*Stated task*.
Rename "Diamond Talk" to "Winter Meeting" in the baseball fan club post, and give the post from "While we’re hearing" up to and including "Senators‘ Opening Day." with that change.

* Begin Text passage *

Shhh

While we’re hearing nothing but crickets from MLB teams and free agents, I want to share about two baseball-worthy events. This past week featured the first Senators Fan Club Diamond Talk of 2019. Yesterday marked the SABR Babe Ruth Chapter meeting in Baltimore. So while MLB struggles for new headlines, please allow me to shout from the rooftops … from the keyboard.

We introduced a lot of new content during our Diamond Talk. We voted to update our bylaws, discussed the Nats’ moves so far this off-season, and previewed what the club has in store through the Senators‘ Opening Day.

SABR historian and Fan Club member, Ted Knorr, shared some insights about the 1960 World Series. Ted and Fan Club member, Fred Walker, attended the Game 7 rebroadcast at the Forbes Field wall back on October 13th. They projected stats, photos, and told us about their annual APBA Game 7 replay.

This year’s event, played near the left field wall, featured unique qualities that you’ll only find in baseball. Their game even elicited some curious onlookers, which opened up a fun baseball conversation.

* End Text passage *
* Begin Data block *

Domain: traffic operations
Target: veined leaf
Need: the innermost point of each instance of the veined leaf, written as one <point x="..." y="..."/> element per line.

* End Data block *

*Written reply*.
While we’re hearing nothing but crickets from MLB teams and free agents, I want to share about two baseball-worthy events. This past week featured the first Senators Fan Club Winter Meeting of 2019. Yesterday marked the SABR Babe Ruth Chapter meeting in Baltimore. So while MLB struggles for new headlines, please allow me to shout from the rooftops … from the keyboard.

We introduced a lot of new content during our Winter Meeting. We voted to update our bylaws, discussed the Nats’ moves so far this off-season, and previewed what the club has in store through the Senators‘ Opening Day.